From the records below, copy out exactly the lines from the one containing "Where can you see the wooden counter?" to the one containing "Where can you see the potted", both included. Add nothing else.

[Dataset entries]

··········

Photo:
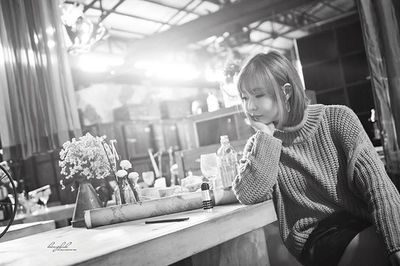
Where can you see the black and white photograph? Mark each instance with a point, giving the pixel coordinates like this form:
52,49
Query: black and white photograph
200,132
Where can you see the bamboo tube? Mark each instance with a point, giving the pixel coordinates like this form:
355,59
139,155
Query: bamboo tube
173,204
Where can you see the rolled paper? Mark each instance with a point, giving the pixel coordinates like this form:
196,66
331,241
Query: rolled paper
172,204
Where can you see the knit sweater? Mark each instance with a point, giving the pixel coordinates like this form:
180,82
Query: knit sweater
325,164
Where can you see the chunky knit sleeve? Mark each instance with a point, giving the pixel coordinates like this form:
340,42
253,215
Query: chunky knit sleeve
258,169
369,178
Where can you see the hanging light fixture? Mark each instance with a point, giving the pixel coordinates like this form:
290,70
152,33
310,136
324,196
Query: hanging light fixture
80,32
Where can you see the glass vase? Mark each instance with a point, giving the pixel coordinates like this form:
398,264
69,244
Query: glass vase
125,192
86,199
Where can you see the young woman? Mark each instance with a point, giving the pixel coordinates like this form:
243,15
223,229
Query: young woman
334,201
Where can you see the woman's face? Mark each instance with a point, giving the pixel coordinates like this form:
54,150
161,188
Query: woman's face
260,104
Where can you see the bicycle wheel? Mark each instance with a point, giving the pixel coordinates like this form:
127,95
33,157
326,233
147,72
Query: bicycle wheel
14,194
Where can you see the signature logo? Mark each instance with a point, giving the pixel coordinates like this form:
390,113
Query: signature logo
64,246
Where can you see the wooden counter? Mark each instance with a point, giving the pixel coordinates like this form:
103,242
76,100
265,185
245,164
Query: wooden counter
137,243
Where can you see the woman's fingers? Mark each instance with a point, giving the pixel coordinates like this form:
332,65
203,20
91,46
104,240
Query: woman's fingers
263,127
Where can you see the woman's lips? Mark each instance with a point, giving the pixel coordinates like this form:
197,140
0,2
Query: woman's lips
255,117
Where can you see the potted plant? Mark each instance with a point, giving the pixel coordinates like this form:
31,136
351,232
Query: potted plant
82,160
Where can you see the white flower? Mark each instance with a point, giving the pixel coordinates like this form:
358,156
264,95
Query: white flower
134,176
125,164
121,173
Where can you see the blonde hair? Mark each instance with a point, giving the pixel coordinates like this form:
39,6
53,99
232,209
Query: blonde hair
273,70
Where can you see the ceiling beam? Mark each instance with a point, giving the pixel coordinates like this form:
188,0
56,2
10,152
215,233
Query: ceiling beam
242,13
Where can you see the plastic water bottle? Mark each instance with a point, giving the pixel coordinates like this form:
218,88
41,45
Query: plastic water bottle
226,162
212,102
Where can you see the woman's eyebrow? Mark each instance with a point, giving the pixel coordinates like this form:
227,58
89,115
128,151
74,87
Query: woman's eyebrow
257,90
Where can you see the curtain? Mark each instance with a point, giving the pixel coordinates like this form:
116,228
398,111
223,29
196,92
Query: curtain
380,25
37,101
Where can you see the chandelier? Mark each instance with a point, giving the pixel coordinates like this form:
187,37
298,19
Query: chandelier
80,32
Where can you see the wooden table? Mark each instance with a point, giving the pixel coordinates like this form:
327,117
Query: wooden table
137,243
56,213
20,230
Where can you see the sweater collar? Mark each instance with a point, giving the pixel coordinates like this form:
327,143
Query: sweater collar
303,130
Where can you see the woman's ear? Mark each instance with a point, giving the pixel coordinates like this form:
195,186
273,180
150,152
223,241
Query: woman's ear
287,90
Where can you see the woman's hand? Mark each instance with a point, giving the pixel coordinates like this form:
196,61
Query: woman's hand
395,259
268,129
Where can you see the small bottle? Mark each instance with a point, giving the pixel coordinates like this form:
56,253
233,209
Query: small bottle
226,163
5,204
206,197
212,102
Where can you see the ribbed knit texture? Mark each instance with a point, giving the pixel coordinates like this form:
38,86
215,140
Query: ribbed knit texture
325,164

··········

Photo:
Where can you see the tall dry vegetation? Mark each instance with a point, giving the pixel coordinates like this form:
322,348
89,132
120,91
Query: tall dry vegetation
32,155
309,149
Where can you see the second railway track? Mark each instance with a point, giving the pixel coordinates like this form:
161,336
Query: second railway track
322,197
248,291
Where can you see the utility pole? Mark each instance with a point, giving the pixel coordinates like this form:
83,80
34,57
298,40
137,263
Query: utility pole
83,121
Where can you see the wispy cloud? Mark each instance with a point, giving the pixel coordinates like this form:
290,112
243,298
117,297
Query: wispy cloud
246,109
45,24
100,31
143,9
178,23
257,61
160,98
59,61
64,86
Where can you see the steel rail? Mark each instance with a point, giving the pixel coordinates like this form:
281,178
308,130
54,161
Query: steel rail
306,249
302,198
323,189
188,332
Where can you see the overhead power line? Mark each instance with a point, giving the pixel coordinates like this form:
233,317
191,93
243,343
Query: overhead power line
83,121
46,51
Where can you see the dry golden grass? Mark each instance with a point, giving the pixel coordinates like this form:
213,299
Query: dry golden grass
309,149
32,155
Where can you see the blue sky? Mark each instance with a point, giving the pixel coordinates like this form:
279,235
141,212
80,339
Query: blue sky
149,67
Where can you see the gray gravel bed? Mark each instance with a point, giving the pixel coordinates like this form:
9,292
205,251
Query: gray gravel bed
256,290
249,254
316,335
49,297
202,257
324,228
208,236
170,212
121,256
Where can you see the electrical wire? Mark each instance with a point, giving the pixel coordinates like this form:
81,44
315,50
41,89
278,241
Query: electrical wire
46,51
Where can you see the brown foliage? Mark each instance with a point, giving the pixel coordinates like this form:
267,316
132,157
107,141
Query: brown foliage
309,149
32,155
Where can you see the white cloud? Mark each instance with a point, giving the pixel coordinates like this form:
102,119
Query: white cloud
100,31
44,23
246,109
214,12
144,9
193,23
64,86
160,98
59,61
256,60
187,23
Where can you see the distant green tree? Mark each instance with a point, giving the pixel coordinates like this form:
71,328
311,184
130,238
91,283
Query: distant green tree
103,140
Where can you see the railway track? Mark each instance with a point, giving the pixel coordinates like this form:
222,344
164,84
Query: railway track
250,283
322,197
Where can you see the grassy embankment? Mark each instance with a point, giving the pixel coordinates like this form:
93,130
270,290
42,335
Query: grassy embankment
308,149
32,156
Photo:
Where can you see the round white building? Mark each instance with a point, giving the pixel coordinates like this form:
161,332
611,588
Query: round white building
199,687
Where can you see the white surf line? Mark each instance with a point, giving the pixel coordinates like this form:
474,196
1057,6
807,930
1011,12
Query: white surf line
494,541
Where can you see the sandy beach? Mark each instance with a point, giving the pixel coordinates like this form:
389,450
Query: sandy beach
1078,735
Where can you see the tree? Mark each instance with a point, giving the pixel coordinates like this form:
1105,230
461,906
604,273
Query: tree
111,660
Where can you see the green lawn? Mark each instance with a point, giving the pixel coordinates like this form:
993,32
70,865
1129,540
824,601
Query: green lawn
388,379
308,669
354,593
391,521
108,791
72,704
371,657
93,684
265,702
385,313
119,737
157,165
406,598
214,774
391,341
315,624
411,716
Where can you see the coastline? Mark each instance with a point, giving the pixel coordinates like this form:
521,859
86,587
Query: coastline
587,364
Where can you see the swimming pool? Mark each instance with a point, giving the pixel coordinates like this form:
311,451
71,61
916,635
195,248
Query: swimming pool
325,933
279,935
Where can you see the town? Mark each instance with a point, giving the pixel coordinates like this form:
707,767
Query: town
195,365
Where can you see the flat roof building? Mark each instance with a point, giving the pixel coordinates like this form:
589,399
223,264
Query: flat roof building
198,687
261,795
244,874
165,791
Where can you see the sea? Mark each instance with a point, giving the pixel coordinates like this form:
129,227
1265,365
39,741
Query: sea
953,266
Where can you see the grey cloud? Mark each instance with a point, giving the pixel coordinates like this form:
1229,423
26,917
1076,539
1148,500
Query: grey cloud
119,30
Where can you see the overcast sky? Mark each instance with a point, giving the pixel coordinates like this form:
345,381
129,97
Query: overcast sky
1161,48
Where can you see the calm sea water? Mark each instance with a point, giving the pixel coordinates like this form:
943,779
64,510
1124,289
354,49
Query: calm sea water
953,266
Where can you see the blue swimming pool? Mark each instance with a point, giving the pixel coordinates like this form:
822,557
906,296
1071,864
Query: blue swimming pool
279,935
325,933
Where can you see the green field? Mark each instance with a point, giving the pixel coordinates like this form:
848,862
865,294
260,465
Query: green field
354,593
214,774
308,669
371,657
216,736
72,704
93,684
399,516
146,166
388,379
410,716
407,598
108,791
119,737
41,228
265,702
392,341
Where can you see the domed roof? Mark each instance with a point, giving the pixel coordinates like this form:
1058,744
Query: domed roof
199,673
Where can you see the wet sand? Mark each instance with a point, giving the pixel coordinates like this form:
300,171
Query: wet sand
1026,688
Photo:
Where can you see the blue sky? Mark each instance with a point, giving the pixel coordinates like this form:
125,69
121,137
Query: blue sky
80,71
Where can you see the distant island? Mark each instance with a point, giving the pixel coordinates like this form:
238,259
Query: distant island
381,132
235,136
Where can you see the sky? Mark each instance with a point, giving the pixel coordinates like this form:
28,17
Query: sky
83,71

··········

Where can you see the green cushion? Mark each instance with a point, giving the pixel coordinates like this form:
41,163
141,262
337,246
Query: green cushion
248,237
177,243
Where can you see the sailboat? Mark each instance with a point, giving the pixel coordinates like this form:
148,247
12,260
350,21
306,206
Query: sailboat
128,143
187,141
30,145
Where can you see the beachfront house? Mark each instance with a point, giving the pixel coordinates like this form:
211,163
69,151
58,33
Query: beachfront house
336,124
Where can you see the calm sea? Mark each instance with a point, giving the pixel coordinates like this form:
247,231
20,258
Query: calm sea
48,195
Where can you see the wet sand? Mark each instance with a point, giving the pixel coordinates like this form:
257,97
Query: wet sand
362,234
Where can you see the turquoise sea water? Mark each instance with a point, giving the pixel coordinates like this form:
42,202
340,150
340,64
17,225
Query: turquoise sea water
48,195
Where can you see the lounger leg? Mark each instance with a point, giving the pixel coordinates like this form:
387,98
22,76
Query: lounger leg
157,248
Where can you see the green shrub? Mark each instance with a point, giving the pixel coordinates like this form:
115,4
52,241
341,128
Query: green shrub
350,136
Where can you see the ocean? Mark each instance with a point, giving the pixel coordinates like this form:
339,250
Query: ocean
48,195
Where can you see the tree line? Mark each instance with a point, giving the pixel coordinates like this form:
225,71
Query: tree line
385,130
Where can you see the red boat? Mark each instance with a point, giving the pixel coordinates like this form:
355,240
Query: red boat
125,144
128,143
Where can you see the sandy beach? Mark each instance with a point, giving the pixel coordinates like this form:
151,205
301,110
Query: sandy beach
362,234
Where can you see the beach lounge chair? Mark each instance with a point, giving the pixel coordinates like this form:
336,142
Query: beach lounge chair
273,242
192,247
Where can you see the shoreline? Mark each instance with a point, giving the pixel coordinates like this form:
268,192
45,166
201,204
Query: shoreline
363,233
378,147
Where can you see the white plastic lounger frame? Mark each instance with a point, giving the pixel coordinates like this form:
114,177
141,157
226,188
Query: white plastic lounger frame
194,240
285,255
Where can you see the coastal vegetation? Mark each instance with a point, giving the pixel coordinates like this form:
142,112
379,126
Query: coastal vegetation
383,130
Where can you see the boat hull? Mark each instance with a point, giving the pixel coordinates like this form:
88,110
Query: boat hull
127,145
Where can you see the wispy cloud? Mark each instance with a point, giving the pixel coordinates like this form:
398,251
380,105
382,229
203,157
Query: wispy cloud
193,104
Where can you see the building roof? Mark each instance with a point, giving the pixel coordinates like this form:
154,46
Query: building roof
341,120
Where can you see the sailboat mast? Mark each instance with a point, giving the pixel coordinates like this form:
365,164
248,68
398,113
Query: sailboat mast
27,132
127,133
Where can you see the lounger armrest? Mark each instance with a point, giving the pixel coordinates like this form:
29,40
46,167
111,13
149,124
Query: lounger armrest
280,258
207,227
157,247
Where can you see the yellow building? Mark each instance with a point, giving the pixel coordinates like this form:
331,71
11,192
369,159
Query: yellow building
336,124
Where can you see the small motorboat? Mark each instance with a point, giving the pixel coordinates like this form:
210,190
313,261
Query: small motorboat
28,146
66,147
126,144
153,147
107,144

··········

• **Completed exercise**
Where can you see the wooden counter? Mark each instance with a point, giving the pixel coordinates like this form:
103,242
76,100
265,185
245,164
Query: wooden counter
137,243
Where can you see the woman's fingers? Mark each instance with a point, giving the pixel coordinates like this form:
332,65
203,20
91,46
104,240
Query: woman's fingers
263,127
Where can you see the woman's lips? Mark each instance with a point, giving the pixel coordinates like this form:
197,140
0,2
Query: woman's lips
255,117
Where can you see the potted plant? Mark each instance with a point, giving the pixel coordinates like this form:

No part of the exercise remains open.